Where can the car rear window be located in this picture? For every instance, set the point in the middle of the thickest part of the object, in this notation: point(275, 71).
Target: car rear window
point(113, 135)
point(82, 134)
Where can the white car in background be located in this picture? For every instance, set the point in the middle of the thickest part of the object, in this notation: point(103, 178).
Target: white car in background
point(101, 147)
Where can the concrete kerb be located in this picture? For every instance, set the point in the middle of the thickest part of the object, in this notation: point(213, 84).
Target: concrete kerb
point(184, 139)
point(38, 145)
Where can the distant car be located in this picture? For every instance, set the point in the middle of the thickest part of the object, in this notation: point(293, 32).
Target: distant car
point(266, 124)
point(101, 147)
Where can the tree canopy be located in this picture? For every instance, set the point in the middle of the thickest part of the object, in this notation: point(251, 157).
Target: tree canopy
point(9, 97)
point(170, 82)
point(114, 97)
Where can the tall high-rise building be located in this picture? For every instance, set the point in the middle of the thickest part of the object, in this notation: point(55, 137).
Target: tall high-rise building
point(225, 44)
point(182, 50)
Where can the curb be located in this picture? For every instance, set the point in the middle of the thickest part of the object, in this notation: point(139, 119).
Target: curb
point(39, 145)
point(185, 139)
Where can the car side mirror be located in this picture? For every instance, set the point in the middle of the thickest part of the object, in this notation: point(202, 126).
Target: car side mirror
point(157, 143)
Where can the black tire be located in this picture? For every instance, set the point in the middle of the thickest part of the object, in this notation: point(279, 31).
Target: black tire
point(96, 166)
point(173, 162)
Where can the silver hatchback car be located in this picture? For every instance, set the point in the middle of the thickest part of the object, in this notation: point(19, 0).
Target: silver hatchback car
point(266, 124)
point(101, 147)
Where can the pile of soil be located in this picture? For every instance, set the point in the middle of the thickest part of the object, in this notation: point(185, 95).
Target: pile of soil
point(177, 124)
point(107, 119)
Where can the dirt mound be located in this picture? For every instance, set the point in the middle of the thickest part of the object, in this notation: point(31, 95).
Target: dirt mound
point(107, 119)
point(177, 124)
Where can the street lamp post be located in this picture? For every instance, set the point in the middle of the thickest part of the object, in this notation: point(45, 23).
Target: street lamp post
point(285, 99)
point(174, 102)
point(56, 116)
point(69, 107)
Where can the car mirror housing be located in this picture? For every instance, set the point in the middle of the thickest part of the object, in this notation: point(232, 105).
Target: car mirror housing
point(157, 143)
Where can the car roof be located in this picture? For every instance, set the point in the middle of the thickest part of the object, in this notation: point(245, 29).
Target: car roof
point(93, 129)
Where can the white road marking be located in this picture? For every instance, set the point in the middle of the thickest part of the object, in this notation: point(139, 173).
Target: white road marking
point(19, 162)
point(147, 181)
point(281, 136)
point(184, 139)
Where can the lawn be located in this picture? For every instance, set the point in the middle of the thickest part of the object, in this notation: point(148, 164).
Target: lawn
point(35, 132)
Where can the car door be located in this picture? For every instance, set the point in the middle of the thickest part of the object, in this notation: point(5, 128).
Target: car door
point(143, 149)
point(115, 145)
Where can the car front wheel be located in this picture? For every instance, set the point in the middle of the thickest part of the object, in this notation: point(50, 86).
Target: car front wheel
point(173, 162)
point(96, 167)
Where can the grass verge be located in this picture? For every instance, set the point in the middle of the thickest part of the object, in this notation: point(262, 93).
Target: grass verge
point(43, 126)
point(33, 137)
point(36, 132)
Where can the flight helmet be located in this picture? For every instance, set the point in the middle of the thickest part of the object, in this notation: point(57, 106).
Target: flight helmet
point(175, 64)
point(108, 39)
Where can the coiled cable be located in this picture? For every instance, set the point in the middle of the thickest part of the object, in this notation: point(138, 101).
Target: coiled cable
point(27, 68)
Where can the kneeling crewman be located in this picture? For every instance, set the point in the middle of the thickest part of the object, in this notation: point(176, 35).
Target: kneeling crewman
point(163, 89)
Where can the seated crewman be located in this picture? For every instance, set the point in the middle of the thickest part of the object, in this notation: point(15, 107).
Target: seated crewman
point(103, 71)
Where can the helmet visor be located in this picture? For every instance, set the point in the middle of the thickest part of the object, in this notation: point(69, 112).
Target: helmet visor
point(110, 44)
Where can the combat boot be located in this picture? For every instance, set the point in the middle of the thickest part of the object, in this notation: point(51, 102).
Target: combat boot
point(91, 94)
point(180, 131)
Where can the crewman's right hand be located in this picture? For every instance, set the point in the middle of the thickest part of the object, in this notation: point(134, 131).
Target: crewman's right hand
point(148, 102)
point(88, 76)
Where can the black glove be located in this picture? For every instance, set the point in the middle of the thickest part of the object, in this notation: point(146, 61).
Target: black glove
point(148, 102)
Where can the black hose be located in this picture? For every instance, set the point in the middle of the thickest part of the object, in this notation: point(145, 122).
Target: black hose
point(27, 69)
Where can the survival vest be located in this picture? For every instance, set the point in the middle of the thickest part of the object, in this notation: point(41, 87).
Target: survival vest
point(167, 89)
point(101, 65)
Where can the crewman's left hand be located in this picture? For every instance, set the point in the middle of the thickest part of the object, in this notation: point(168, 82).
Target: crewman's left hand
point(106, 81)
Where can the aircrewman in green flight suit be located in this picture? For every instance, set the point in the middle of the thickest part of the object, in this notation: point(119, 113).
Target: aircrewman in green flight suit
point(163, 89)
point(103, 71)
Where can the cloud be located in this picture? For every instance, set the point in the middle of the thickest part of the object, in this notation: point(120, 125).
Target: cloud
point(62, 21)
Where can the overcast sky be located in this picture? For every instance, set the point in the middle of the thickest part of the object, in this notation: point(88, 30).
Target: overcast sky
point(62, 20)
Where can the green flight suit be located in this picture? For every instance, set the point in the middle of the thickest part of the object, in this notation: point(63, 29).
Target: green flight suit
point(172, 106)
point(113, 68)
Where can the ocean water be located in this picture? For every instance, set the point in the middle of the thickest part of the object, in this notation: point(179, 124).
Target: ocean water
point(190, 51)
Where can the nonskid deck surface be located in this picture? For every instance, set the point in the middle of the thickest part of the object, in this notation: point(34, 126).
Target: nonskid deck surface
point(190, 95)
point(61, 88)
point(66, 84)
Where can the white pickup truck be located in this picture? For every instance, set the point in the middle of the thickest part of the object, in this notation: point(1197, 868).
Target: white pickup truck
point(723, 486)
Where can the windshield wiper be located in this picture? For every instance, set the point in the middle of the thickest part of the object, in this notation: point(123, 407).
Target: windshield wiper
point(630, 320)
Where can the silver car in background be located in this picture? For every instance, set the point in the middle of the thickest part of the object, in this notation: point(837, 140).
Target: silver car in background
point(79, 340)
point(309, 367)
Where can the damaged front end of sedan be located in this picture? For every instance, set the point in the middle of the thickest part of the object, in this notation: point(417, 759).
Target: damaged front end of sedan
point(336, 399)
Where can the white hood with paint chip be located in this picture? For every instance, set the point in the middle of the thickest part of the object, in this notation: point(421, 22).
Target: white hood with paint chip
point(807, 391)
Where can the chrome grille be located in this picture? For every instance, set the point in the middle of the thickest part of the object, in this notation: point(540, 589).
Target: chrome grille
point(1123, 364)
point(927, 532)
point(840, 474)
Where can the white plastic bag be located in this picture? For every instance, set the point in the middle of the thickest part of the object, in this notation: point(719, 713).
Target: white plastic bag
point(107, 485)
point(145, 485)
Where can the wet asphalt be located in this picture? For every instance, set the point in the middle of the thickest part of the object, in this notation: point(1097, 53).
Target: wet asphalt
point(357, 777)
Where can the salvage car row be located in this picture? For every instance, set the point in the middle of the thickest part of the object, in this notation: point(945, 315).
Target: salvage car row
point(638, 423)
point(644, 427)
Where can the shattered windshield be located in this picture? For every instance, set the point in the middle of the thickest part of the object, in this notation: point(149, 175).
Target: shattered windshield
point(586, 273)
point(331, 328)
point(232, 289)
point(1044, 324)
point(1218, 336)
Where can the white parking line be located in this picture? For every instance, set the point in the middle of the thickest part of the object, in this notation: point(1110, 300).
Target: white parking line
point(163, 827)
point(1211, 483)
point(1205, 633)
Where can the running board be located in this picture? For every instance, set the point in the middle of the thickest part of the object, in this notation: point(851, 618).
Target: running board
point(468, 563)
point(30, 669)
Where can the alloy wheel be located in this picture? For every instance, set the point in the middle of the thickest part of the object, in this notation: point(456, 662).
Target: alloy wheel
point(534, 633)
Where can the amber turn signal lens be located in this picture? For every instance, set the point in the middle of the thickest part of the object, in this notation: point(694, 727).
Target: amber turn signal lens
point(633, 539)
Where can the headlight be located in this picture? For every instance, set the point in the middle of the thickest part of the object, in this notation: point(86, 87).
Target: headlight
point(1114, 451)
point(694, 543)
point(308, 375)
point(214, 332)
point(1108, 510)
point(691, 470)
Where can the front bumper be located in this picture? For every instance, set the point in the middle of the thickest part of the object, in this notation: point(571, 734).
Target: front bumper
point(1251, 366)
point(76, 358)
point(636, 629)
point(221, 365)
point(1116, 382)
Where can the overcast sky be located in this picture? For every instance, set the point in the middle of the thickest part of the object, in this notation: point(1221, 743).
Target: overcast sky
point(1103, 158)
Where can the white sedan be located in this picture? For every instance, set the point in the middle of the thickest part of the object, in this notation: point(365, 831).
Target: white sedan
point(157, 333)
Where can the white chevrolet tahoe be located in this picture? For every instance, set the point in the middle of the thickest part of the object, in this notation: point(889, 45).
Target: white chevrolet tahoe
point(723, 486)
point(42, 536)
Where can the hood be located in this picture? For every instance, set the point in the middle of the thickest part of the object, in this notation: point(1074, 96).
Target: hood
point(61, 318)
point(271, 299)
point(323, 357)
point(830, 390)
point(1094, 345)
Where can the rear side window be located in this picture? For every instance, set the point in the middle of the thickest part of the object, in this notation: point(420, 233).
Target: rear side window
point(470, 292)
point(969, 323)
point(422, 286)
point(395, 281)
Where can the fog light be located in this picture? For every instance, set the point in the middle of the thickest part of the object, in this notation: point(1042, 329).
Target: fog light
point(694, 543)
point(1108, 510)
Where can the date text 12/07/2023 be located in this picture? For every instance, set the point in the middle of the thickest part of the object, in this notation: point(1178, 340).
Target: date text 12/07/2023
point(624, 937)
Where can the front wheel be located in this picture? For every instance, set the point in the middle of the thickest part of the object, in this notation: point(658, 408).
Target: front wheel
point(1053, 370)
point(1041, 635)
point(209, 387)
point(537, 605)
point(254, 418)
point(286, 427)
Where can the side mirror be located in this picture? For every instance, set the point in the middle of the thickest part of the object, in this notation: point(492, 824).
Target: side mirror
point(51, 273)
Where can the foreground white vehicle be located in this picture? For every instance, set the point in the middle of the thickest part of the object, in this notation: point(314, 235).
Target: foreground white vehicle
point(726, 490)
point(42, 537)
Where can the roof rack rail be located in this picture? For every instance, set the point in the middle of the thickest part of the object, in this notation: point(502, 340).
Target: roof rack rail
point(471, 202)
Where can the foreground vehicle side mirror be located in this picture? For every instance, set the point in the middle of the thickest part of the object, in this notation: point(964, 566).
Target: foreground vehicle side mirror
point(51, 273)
§
Brief :: Format everything above from the line containing "Where can the silver car" down to the line containing "point(357, 777)", both included, as a Markdown table with the columns No and Line. Number each line in the No column and leave out any blank lines and everything outside that span.

Final answer ::
| No | Line |
|---|---|
| 1 | Where can the silver car in background be located in this picture? For every instance, set the point in the middle of the thickest part of the object, in this notation: point(837, 140). |
| 2 | Target: silver car in background |
| 3 | point(79, 340) |
| 4 | point(309, 367) |
| 5 | Where can the damaged front end of sedan be located in this picture? For every instance, set the point in the middle of the thickest part of the object, in this notation: point(417, 759). |
| 6 | Target: damaged front end of sedan |
| 7 | point(336, 399) |
| 8 | Where can the white hood with paint chip be located in this picture? For every instance, set the point in the middle of the thickest part of the object, in this notation: point(421, 22). |
| 9 | Target: white hood with paint chip |
| 10 | point(807, 391) |
| 11 | Where can the chrome grille be located in this picture? For every instance, set the point in the middle of the thickest part of the object, in this notation: point(540, 589). |
| 12 | Target: chrome grille |
| 13 | point(1123, 364) |
| 14 | point(927, 532) |
| 15 | point(840, 474) |
| 16 | Where can the white plastic bag be located in this picture? For every instance, set the point in the middle of the thickest part of the object, in this notation: point(719, 713). |
| 17 | Target: white plastic bag |
| 18 | point(107, 485) |
| 19 | point(145, 485) |
| 20 | Where can the wet asphalt be located in this picture? For every instance, set the point in the middle of the thickest part of the object, in this notation: point(1097, 53). |
| 21 | Target: wet asphalt |
| 22 | point(357, 777) |